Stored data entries
***
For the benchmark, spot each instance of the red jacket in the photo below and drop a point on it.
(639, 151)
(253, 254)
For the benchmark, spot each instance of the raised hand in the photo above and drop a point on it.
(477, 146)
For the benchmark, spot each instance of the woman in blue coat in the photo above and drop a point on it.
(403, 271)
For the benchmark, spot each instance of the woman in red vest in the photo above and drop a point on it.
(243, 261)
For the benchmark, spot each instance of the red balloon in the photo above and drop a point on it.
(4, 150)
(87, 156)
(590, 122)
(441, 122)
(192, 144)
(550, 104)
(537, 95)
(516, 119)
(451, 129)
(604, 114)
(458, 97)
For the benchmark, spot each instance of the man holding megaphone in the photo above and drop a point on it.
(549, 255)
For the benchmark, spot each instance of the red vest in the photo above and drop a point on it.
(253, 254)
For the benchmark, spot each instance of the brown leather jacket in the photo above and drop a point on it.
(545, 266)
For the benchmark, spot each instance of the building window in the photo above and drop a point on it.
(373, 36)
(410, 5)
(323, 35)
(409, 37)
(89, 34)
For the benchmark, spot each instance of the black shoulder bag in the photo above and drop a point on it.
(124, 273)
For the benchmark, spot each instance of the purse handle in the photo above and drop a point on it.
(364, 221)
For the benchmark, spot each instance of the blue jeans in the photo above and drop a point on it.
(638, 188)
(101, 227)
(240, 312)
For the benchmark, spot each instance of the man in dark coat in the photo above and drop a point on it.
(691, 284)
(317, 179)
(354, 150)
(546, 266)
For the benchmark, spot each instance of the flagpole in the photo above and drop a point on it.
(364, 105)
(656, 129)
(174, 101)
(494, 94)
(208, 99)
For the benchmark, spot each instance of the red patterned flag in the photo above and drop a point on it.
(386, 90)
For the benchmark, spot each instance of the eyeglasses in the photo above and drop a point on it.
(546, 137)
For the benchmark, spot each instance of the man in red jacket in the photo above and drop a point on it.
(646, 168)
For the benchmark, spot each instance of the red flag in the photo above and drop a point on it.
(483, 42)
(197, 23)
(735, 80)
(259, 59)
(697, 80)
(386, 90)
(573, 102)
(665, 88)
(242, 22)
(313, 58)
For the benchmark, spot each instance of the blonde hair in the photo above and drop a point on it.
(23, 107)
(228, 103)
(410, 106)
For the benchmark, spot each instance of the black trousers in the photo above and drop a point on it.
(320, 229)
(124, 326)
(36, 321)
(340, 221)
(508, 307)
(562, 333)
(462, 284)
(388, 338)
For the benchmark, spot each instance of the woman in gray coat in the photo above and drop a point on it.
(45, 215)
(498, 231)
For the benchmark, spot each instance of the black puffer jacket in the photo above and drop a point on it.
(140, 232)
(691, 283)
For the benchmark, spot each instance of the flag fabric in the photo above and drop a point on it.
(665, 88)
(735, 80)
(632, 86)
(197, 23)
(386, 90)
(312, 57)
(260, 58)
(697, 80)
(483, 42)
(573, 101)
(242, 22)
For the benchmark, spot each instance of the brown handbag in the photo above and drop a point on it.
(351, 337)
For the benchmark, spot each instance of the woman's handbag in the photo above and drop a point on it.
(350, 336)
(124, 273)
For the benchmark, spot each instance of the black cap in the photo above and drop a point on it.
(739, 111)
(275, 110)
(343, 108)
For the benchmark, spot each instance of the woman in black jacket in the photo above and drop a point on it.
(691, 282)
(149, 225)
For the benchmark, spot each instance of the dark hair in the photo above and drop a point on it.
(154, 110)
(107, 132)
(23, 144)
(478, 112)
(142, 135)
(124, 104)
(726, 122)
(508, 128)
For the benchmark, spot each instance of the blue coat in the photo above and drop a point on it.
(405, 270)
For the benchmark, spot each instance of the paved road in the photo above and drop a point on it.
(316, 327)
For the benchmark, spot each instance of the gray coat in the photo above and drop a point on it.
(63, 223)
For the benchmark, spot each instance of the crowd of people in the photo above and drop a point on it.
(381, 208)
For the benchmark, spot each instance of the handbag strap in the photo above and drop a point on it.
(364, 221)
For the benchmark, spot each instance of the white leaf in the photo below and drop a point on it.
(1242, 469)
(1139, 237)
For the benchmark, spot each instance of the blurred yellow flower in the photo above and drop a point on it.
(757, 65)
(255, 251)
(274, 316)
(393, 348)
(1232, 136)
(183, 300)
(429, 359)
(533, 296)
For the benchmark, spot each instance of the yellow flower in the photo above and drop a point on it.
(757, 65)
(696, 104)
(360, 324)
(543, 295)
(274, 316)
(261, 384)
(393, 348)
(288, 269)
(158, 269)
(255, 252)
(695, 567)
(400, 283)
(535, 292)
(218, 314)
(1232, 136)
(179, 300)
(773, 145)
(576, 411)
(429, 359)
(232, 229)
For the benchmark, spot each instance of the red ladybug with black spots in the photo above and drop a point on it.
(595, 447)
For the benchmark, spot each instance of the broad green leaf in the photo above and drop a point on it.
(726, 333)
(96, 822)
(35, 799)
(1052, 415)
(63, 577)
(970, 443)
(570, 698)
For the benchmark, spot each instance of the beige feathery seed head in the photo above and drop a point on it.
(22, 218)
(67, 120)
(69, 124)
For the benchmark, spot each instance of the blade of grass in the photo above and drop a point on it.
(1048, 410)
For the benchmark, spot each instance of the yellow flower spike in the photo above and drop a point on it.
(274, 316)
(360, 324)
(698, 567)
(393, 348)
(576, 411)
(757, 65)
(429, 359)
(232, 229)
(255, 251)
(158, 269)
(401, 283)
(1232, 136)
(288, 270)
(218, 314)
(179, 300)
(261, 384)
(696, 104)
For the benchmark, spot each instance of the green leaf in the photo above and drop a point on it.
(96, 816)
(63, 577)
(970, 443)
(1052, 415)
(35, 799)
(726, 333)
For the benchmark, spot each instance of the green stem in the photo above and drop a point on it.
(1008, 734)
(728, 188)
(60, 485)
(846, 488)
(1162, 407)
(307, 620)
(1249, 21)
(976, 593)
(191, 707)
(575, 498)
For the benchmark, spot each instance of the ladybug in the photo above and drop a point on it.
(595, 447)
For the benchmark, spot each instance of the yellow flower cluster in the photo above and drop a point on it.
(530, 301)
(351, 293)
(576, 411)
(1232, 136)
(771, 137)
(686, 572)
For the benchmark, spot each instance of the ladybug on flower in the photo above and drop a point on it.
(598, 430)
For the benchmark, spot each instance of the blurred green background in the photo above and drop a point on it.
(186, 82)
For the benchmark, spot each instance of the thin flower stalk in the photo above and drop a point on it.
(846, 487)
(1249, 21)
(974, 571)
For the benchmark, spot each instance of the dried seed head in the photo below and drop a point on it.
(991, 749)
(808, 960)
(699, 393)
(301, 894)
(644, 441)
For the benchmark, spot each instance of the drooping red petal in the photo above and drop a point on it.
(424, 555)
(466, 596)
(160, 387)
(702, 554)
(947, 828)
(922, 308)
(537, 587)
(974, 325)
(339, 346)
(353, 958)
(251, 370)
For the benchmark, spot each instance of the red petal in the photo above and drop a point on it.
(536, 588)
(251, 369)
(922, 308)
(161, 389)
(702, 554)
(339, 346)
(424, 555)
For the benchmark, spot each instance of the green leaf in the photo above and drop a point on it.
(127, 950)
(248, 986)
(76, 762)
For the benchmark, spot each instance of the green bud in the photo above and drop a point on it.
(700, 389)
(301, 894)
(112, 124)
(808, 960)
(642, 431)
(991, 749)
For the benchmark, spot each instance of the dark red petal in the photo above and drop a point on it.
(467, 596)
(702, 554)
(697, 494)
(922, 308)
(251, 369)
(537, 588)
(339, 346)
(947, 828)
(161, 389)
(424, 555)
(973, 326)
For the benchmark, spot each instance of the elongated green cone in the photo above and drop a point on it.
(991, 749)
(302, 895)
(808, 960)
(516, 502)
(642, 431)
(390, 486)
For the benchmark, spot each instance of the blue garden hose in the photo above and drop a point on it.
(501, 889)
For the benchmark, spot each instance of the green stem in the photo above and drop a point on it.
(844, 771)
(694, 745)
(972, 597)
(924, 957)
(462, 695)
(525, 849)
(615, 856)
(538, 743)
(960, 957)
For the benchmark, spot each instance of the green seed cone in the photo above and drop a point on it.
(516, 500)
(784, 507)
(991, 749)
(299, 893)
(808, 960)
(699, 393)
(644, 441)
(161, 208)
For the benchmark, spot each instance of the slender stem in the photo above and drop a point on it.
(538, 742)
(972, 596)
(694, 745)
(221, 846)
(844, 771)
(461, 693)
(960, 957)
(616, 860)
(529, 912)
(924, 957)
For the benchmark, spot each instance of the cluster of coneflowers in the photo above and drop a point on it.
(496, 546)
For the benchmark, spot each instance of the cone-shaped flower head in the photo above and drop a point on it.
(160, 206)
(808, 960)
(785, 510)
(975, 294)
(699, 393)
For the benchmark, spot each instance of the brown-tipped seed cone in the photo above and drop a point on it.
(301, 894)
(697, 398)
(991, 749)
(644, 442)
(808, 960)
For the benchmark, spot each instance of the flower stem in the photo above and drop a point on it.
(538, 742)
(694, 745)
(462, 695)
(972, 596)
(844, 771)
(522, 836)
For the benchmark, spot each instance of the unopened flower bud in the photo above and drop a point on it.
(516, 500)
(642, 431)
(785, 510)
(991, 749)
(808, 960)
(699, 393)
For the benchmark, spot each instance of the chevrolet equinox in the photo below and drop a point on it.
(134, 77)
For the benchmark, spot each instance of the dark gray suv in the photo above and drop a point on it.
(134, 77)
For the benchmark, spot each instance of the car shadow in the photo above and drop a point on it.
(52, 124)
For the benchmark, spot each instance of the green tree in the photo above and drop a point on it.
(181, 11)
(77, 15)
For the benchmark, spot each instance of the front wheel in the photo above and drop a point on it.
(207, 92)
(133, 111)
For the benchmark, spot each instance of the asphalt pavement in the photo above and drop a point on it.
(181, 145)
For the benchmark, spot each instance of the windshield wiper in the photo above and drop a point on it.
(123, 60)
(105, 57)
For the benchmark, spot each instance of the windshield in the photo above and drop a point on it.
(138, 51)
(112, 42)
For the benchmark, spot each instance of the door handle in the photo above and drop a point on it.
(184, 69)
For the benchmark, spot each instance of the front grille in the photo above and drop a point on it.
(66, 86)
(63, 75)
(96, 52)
***
Retype the part of the data that opens with the line containing "For the benchmark, spot each instance of the blade" and closes with the line containing "(1048, 410)", keeping both of those lines and everything between them unchanged.

For the benchmark, spot each instance of the blade of grass in the photo above and drop a point on it.
(1048, 410)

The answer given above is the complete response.